Exercise prompt:
Repeat the full listing, word for word.

====== Records for this task

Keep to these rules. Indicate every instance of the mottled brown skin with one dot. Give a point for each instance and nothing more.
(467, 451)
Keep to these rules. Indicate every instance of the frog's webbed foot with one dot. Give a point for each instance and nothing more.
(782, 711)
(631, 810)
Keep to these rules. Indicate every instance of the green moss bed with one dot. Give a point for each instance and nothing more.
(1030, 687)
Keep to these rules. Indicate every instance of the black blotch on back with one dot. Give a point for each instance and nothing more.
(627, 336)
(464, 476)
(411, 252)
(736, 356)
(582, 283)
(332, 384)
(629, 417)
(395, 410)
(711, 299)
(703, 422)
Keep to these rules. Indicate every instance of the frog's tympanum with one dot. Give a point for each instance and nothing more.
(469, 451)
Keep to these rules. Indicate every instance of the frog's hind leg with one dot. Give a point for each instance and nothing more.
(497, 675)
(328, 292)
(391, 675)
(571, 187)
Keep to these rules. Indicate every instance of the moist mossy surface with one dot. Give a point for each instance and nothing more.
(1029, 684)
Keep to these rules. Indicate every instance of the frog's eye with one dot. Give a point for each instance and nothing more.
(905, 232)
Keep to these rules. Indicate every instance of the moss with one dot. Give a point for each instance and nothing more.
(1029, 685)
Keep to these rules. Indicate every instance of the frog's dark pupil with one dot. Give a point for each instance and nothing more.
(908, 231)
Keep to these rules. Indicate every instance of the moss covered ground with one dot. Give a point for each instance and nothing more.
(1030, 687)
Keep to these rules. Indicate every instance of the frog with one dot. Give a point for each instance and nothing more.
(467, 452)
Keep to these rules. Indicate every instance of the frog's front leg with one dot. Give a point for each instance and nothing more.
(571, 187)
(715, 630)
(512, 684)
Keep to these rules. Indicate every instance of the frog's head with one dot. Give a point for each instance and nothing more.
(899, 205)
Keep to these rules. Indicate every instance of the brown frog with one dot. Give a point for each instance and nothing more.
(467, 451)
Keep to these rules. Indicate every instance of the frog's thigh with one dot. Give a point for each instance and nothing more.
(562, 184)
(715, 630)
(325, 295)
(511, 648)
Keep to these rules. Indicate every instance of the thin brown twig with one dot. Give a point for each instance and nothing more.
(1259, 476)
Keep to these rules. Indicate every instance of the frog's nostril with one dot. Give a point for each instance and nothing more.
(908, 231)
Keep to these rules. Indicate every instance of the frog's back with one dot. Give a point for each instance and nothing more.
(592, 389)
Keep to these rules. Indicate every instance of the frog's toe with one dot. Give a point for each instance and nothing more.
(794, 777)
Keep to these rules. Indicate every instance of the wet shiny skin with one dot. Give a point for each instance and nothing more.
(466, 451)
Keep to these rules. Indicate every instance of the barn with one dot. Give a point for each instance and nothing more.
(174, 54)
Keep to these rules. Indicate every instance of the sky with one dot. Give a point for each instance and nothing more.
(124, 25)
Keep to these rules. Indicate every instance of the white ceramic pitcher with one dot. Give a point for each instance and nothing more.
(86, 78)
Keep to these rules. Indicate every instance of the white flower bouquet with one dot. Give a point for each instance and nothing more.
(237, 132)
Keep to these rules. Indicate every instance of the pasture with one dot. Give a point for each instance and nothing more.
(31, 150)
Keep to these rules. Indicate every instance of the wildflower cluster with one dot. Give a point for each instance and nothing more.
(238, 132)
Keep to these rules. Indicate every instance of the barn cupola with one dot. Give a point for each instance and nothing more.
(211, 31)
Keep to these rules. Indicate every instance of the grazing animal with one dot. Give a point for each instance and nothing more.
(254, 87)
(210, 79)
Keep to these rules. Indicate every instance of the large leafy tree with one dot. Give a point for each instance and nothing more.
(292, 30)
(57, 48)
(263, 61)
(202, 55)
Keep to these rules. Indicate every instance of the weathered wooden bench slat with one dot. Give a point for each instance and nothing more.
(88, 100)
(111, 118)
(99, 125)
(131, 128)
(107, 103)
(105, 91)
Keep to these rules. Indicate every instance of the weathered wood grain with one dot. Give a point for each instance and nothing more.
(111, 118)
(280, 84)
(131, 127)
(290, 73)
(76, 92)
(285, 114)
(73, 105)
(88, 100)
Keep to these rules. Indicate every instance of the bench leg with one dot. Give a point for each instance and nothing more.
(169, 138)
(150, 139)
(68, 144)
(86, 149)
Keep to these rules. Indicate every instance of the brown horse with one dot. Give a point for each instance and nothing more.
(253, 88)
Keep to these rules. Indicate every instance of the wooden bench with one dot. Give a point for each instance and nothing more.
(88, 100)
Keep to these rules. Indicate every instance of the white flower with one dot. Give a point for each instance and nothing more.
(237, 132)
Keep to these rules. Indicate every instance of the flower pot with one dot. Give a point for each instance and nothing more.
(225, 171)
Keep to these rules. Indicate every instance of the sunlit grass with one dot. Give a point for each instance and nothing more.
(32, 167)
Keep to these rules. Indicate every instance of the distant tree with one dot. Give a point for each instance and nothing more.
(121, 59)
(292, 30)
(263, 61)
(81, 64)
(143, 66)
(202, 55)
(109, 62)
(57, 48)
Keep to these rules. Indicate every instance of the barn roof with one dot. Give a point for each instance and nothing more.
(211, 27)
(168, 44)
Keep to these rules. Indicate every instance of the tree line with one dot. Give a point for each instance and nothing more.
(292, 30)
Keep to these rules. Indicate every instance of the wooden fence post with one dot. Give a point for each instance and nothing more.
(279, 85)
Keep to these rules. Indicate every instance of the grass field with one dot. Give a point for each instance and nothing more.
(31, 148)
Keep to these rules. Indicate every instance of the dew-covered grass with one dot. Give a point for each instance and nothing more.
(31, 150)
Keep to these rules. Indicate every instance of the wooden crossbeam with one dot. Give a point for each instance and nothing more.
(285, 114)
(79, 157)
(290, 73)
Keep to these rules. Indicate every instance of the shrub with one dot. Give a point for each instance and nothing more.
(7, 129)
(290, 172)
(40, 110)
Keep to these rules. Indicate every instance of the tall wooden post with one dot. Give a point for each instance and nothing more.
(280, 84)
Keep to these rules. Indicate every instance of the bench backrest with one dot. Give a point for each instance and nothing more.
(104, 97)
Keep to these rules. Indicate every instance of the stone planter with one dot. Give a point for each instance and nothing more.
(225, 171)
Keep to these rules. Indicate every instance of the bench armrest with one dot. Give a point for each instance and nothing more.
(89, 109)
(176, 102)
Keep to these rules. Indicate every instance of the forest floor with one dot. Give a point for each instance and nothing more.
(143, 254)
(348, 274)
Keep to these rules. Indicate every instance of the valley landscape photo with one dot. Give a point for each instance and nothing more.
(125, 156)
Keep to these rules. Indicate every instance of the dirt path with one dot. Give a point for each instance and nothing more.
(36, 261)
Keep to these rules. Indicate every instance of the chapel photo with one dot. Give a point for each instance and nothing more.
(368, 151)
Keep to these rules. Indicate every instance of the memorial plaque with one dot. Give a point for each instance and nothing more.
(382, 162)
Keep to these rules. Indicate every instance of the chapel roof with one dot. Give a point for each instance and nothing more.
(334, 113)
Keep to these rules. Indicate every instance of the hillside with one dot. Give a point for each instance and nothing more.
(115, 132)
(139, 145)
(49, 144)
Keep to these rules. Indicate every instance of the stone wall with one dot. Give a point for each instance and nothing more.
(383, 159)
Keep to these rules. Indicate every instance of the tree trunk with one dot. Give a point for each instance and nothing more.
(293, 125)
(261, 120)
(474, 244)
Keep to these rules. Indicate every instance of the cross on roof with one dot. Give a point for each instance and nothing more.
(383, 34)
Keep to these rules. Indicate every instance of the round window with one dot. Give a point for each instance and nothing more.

============

Result of this exercise:
Keep to these rules. Indicate every instance of the mottled brown skin with one dot. Give a point for each instance and nothing more.
(467, 451)
Keep to these rules. Indicate every instance of the frog's webbed foot with one dot. Give a point for each instance and nothing more.
(782, 711)
(631, 810)
Keep to these rules. Indicate every instance of the green moss bed with one dot. Give a point for each instance and nothing more.
(1030, 687)
Keep to these rules. Indicate every instance of the black blotch on back with one dot. Give a point for each instance and nothing more.
(627, 336)
(464, 476)
(411, 252)
(736, 356)
(582, 283)
(332, 384)
(629, 417)
(395, 410)
(711, 299)
(703, 422)
Keep to these rules. Indicate every instance of the frog's tympanum with one dot. Give a point for each instance and nothing more.
(469, 451)
Keep to these rules. Indicate every instance of the frog's hind leg with one dot. Give a point for each instance and nothing more.
(497, 675)
(328, 292)
(391, 675)
(571, 187)
Keep to these rules. Indicate every instance of the moist mossy surface with one dot. Give a point for each instance and nothing more.
(1029, 684)
Keep to these rules. Indicate every instance of the frog's eye with one dot. Give a point for each instance and nothing more.
(905, 232)
Keep to these rules. Indicate every instance of the moss with one dot. Give a point for each instance and nothing more.
(1029, 685)
Keep to these rules. Indicate every instance of the frog's dark pupil with one dot. Give a point for each instance and nothing more.
(908, 231)
Keep to these rules. Indicate every instance of the moss covered ground with one dot. Give a point for each instance and nothing more.
(1030, 687)
Keep to these rules. Indicate every instance of the frog with one dot. Give a point for each instance and nothing more.
(467, 452)
Keep to these rules. Indicate every instance of the frog's front leg with one dot. Give a point for each instance and nothing more.
(571, 187)
(715, 630)
(512, 684)
Keep to these rules. Indicate every instance of the frog's head with one dot. Give a point for each instance and nothing more.
(899, 205)
Keep to these rules. Indicate every instance of the brown frog with one dot. Give a point for each instance and nothing more.
(467, 451)
Keep to these rules. Indicate every instance of the frog's thigh with one dot. Give a point for each instance and nothing more.
(562, 184)
(715, 630)
(325, 295)
(511, 648)
Keep to these rules. Indicate every instance of the thin brown twig with one dot. Give a point for each instance and nothing more.
(1259, 476)
Keep to these rules. Indicate every instance of the frog's nostril with one dot. Give a point for each instance and nothing more.
(908, 231)
Keep to these rules. Indicate every instance of the frog's back with one dot. Give a point for each instance and nothing more.
(592, 389)
Keep to these rules. Indicate every instance of the frog's toe with one dot. Give a point for each instance and nothing more.
(794, 777)
Keep to these rules. Indicate every instance of the wet shiny skin with one dot. Give a point for each instance and nothing more.
(466, 451)
Keep to these rules. Indicate every instance of the barn with one dot. Give a point for each instance and nothing more.
(174, 54)
Keep to these rules. Indicate every instance of the sky with one dot. Give a point for each instance and nothing more.
(124, 25)
Keep to these rules. Indicate every instance of the white ceramic pitcher with one dot. Give a point for each instance and nothing more.
(86, 78)
Keep to these rules. Indicate every instance of the white flower bouquet with one dot. Give a point for each instance and nothing more.
(237, 132)
Keep to these rules. Indicate every instance of the pasture with one dot. Give a point for each instance and nothing more.
(31, 150)
Keep to these rules. Indicate every instance of the wildflower cluster with one dot. Give a point for each instance and nothing more.
(238, 132)
Keep to these rules. Indicate every instance of the barn cupola with one dot. Give a point for each instance and nothing more.
(211, 31)
Keep to these rules. Indicate every instance of the grazing animal with one dot. Give a point for each instance and nothing more.
(254, 87)
(210, 79)
Keep to these rules. Indicate every instance of the large leafy tree with one dot. Give a point for each instance and nothing more.
(292, 30)
(57, 48)
(263, 61)
(202, 55)
Keep to these rules. Indicate every instance of the weathered wooden bench slat with one dot. Give a point for each instance and nothing more.
(88, 100)
(111, 118)
(99, 125)
(131, 128)
(107, 103)
(105, 91)
Keep to these rules. Indicate every instance of the weathered wood grain with one dot. Give a point for each instance and nothing more.
(111, 118)
(280, 84)
(131, 127)
(290, 73)
(76, 92)
(285, 114)
(73, 105)
(88, 100)
Keep to these rules. Indicate every instance of the bench leg with one dot. Give a point for each instance and nothing more.
(169, 138)
(150, 139)
(68, 144)
(86, 149)
Keep to these rules. Indicate every instance of the brown horse with one dot. Give a point for each instance and nothing more.
(253, 88)
Keep to these rules. Indicate every instance of the wooden bench with one dot. Give a point for each instance and nothing more.
(88, 100)
Keep to these rules. Indicate every instance of the white flower with one dot. Give a point for each instance and nothing more.
(237, 132)
Keep to these rules. Indicate every instance of the flower pot with one dot. Give a point for each instance and nothing more.
(225, 171)
Keep to these rules. Indicate every instance of the sunlit grass with one dot. Give a point for each instance and nothing more.
(32, 167)
Keep to these rules. Indicate every instance of the distant tree with one dot. Give a point for each instance and nothing more.
(121, 59)
(292, 30)
(263, 61)
(81, 64)
(143, 66)
(202, 55)
(109, 62)
(57, 48)
Keep to these rules. Indicate every instance of the barn roof with one dot. Give a point for each instance and nothing more.
(211, 27)
(168, 44)
Keep to these rules. Indicate every instance of the tree line with one dot. Give a point for each instance and nothing more.
(292, 30)
Keep to these rules. Indicate every instance of the wooden fence post with one dot. Give a point for each instance and nothing more.
(279, 85)
Keep to these rules. Indicate every instance of the grass field with one dot. Give a point for each instance and nothing more.
(31, 148)
Keep to these rules. Indicate every instance of the dew-covered grass with one dot. Give a point for each instance and nothing more.
(31, 150)
Keep to these rules. Indicate every instance of the wooden crossbeam with one dot. Give a point for each instance and nothing more.
(285, 114)
(79, 157)
(290, 73)
Keep to these rules. Indicate every instance of the shrub with one dot. Give a point for each instance and nothing more.
(7, 129)
(290, 172)
(40, 110)
Keep to these rules. Indicate every instance of the tall wooden post with one dot. Give a point for each instance and nothing more.
(280, 84)
Keep to these rules. Indicate every instance of the bench backrest with one dot. Give a point for each instance and nothing more.
(104, 97)
Keep to these rules. Indicate every instance of the stone planter with one dot. Give a point for each instance and nothing more.
(225, 171)
Keep to these rules. Indicate every instance of the bench armrest with one dot. Give a point for each instance and nothing more.
(89, 109)
(176, 102)
Keep to these rules. Indicate every instance of the forest floor with one dot. Give a point for each instance and nothing more.
(143, 254)
(348, 274)
Keep to these rules. Indicate every instance of the valley landscape photo with one dot. Give a point for each instance and nothing more.
(125, 156)
Keep to these rules. Indicate every instance of the dirt path with one dot. Give a point for each instance and nothing more.
(36, 261)
Keep to these rules. Indicate every instance of the chapel photo with one dot. Give a point for each instance and nothing more.
(368, 151)
Keep to these rules. Indicate every instance of the memorial plaque with one dot. Give a point for each instance and nothing more.
(382, 162)
Keep to these rules. Indicate every instance of the chapel roof with one dot. Give a point for each instance and nothing more.
(334, 113)
Keep to these rules. Indicate every instance of the hillside with one dot. Give a point for each instance and nothing more.
(115, 132)
(139, 145)
(49, 144)
Keep to these rules. Indicate every instance of the stone wall with one dot. Give a point for each instance and nothing more.
(383, 159)
Keep to these rules. Indicate every instance of the tree trunk with one dot. Give a point for each instance and nothing more.
(293, 125)
(261, 120)
(474, 244)
Keep to these rules. Indicate every instance of the cross on roof with one dot. Give a point for each instance and nothing more.
(383, 34)
Keep to these rules. Indicate every instance of the round window with one dot. Give a point for each instance and nothing more.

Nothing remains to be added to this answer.